§ INSTRUCTIONS
1) In the RFC on the new offloading driver, into which section does the offloading toolchain insert the binary blob that the clang-offload-packager produces?
2) From the RFC on the new offloading driver, retype the passage starting at "The new offloading driver is" and ending at "supports several features.".

§ DOCUMENT SECTION

<<<<

[RFC] Use the 'new' offloding driver for CUDA and HIP compilation by default

Overview

The new offloading driver is a unified interface to create applications from single source offloading languages such as CUDA, OpenMP, or HIP. It has been the default method used to create OpenMP offloading programs following the LLVM 15 release but has remained opt-in for CUDA and HIP through the --[no-]offload-new-driver flags. I am proposing that we update both HIP and CUDA to use this compilation method by default.

The new offloading driver supports several features.

  • A unified and simplified interface allowing for linking providing interoperability between different offloading languages
  • Linking and compiling redistributable device code with -fgpu-rdc
  • Support for static libraries containing device code
  • Device-side LTO support through -foffload-lto
  • Supports compilation on both Windows and Linux
  • Completely compatible with standard builds, no CUDA_SEPARABLE_COMPILATION needed

New driver internals

Single source languages provide several challenges to standard build systems. This is because a single source file will generate multiple output objects which all must be separately linked. In order to support this, the new driver primarily uses two utilities, the clang-offload-packager and the clang-linker-wrapper.

The clang-offload-packager takes multiple device images and bundles them into a single binary blob containing metadata about each image. This blob is then inserted into a section called .llvm.offloading by the offloading toolchain so each compilation step yields a single output file.

The clang-linker-wrapper wraps around the user’s standard linker job so it can preprocess the embedded device images. It will scan the input files for embedded device code and use the embedded metadata to link it into a valid GPU image. This image will then be wrapped into a registration module that makes the necessary runtime calls to register the image with the CUDA, HIP, or OpenMP runtime. This module then gets appended to the link job and the linker runs as normal.

These steps can be inspected during a standard compilation of a simple “hello world” CUDA kernel…

$ clang hello.cu --offload-arch=sm_70,sm_80 --offload-new-driver -fgpu-rdc -c
$ llvm-objdump --offloading hello.o
hello.o:	file format elf64-x86-64

OFFLOADING IMAGE [0]:
kind            cubin
arch            sm_70
triple          nvptx64-nvidia-cuda
producer        cuda

OFFLOADING IMAGE [1]:
kind            cubin
arch            sm_80
triple          nvptx64-nvidia-cuda
producer        cuda
$ clang hello.o --offload-link -lcudart
$ ./a.out
Hello World!

>>>>

§ DATA PROVIDED

<<<<

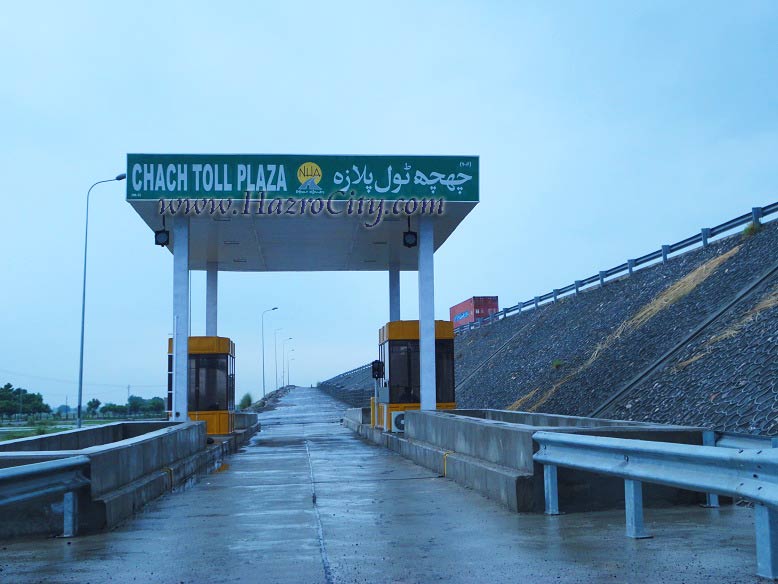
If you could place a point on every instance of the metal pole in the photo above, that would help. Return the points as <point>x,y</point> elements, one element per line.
<point>275,357</point>
<point>283,358</point>
<point>263,346</point>
<point>83,299</point>
<point>288,360</point>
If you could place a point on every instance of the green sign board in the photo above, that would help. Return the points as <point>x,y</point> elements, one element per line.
<point>236,176</point>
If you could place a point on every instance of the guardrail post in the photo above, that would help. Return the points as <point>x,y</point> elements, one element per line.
<point>633,498</point>
<point>550,489</point>
<point>709,439</point>
<point>70,512</point>
<point>766,524</point>
<point>705,236</point>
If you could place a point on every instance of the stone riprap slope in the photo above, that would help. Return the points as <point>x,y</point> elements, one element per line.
<point>571,356</point>
<point>726,378</point>
<point>354,389</point>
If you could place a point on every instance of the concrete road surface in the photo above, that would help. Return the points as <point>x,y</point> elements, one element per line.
<point>309,502</point>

>>>>

§ RESULTS OF THE TASKS
1) A section called .llvm.offloading.

2)
The new offloading driver is a unified interface to create applications from single source offloading languages such as CUDA, OpenMP, or HIP. It has been the default method used to create OpenMP offloading programs following the LLVM 15 release but has remained opt-in for CUDA and HIP through the --[no-]offload-new-driver flags. I am proposing that we update both HIP and CUDA to use this compilation method by default.

The new offloading driver supports several features.